▶ Problem requirements
Answer these about the regression text below:
1. What kind of distribution is said to quantify uncertainty in Y, and by which parameters is it indexed?
2. What does the text say the regression models when X changes?
3. When X = 1, by what amount is the uncertainty in Y shifted, and in which direction if that amount is negative?

▶ Text shown
***
The real, full-blown equation (in its simplest complete form) is this:
Y ~ Normal(μ, σ)
μ = βX
σ = f(X; ε) (update fixed typo here)
We start with some real, observable thing: a Y. We announce to the world “My uncertainty in Y, the values it will take, is quantified by a normal distribution indexed by the parameters μ and σ.” Those parameters themselves are modeled by the Xs in the manner shown (there are various ways of handling σ, which are not of interest to us, hence the fudge of writing it as a function of X). I’m assuming you know what a normal distribution is and what it looks like (many other distributions are possible).
In other words, the regression is modeling how the uncertainty in Y changes when X changes. The regression equation is not telling us how Y changes when X changes: I repeat that it tells us how the uncertainty in Y changes when X changes. When X changes, μ and σ change; in effect, we draw new normal distributions to represent our uncertainty in Y—not in Y itself, but I emphasize yet again, the uncertainty in Y—for every new possible value of X.
Just as a for example: if X = 0, then our uncertainty in Y is modeled by a normal distribution centered at 0 with some plus or minus specified by σ. When X = 1, then we shift our uncertainty in Y by β (to the right if β is positive, to the left if β is negative). Got it?
***
▶ Supplied information

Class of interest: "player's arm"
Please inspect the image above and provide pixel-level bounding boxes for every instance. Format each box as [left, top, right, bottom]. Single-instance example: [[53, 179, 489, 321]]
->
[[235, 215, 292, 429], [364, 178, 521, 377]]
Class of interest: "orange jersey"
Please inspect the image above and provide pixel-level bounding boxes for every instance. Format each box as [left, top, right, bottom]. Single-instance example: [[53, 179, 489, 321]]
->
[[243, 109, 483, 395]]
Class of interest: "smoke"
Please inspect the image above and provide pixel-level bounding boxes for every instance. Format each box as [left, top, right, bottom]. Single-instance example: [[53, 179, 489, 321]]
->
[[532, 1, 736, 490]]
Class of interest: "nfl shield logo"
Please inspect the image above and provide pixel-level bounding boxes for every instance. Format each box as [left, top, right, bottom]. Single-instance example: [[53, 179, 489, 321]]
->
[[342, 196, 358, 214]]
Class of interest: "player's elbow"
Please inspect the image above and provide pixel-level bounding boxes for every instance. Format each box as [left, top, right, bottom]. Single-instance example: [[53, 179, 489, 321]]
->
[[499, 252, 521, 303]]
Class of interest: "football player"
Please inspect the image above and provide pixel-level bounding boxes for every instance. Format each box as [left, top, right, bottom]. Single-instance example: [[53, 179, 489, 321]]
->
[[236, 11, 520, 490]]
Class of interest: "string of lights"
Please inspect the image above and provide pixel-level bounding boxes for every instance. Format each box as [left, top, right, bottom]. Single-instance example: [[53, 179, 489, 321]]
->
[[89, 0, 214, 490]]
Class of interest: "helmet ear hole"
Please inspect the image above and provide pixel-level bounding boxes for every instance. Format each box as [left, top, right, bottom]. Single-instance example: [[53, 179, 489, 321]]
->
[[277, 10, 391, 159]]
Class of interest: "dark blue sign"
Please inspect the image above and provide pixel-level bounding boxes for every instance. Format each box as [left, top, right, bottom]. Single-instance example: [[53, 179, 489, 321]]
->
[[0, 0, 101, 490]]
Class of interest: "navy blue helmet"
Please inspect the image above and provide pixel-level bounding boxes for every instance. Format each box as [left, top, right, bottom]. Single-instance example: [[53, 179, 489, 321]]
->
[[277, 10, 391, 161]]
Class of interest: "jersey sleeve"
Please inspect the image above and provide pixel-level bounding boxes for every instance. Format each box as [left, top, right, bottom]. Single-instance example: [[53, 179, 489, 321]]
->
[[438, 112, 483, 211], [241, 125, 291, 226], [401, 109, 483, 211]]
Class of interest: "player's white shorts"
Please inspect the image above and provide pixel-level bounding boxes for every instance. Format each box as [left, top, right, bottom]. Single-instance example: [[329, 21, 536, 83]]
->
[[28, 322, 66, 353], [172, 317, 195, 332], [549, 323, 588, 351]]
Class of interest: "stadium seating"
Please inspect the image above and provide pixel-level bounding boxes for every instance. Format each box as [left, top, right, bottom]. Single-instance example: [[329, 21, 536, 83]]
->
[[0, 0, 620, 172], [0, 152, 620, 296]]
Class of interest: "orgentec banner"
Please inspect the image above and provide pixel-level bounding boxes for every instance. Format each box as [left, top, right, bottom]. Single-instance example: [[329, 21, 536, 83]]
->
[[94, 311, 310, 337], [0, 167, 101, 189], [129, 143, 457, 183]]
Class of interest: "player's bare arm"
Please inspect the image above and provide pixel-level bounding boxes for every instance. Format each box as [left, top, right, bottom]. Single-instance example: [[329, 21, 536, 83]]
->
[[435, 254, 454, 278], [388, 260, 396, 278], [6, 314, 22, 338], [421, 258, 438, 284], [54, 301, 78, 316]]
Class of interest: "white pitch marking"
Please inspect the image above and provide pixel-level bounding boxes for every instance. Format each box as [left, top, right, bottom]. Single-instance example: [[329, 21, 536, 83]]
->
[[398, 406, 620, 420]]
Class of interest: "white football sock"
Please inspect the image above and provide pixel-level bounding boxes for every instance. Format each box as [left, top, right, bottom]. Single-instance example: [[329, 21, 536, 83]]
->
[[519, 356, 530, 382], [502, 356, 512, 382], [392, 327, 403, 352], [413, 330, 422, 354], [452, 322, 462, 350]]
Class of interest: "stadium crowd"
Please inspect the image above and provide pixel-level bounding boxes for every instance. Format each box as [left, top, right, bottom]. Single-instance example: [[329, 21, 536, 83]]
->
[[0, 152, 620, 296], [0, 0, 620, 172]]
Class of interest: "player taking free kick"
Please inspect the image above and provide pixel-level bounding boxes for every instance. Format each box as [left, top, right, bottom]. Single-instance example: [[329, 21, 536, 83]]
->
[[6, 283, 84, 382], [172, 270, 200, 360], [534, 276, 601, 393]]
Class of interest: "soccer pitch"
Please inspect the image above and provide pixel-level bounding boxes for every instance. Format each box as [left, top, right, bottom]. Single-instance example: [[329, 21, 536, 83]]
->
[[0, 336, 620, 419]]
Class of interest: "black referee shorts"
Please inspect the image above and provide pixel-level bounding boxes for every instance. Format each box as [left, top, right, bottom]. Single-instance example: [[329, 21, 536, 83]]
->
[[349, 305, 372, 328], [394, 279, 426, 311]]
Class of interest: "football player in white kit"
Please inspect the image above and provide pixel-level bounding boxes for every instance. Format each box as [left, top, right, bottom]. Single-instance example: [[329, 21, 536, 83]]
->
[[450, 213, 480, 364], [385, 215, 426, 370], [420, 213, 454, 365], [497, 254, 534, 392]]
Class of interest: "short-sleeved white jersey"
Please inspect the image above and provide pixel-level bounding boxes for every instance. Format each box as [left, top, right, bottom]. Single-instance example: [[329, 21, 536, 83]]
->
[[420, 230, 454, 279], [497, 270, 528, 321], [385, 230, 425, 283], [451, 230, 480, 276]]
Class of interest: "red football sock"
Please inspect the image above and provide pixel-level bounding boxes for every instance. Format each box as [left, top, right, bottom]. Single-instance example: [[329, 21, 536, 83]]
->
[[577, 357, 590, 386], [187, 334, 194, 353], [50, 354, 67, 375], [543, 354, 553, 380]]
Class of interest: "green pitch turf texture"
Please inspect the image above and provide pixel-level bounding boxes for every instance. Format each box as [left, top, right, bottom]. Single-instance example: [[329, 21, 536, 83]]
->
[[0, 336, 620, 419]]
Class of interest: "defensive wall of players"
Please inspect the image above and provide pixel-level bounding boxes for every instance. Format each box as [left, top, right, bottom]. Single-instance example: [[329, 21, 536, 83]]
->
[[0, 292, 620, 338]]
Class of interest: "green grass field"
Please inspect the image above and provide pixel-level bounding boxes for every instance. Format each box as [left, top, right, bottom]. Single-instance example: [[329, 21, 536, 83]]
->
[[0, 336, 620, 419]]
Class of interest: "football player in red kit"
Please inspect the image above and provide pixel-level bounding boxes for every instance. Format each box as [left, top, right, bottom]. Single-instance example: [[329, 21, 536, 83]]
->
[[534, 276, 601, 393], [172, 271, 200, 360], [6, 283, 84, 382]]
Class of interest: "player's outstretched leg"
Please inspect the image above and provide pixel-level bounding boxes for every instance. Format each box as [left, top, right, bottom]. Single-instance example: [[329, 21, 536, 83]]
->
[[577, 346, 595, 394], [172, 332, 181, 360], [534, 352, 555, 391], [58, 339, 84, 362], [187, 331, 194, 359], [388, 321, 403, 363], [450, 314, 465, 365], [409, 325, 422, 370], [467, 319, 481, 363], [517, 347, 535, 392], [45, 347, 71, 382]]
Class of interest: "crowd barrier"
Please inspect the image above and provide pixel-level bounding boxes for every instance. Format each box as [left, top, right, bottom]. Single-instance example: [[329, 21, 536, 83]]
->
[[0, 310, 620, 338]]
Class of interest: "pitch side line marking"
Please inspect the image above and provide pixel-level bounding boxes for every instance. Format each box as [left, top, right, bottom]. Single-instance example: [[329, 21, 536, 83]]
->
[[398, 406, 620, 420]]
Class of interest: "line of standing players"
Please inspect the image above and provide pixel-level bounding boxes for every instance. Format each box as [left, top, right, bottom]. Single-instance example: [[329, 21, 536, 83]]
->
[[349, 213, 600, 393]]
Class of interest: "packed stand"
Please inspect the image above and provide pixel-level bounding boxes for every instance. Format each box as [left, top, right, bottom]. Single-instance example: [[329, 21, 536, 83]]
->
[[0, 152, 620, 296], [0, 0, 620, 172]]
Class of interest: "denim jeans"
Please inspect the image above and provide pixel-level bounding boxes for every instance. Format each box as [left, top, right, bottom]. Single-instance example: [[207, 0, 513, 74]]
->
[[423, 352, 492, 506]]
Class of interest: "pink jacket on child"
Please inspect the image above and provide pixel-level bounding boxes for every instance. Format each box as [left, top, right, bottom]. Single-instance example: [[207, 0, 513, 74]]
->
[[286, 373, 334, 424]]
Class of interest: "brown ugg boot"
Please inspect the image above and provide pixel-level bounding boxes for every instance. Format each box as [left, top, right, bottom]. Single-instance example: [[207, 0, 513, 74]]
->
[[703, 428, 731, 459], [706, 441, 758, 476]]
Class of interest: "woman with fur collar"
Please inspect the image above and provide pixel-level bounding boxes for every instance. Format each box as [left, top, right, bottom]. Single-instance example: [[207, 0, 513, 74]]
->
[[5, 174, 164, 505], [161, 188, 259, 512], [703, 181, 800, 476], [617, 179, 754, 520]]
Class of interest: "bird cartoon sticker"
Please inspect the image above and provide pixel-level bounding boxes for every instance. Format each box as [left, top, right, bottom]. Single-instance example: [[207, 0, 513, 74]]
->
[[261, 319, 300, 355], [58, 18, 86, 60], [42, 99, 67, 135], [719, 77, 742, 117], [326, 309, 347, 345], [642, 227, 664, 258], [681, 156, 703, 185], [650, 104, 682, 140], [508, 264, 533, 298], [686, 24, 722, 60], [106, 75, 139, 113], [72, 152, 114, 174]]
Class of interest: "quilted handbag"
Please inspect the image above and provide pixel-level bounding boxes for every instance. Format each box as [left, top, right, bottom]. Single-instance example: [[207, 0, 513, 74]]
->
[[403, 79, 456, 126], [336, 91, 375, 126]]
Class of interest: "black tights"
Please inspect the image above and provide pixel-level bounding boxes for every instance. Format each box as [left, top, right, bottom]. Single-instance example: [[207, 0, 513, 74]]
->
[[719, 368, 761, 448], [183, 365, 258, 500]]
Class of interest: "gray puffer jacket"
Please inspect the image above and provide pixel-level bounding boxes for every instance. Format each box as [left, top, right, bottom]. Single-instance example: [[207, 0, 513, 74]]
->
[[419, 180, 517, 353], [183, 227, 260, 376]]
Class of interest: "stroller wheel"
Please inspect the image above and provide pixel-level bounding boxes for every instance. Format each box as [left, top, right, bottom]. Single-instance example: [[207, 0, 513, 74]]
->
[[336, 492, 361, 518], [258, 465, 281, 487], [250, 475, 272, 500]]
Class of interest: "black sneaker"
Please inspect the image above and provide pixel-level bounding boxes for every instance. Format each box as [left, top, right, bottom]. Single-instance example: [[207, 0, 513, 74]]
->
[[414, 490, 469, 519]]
***
▶ Exercise solution
1. A normal distribution, indexed by the parameters μ and σ.
2. How the uncertainty in Y changes when X changes, not how Y itself changes.
3. By β; to the left if β is negative.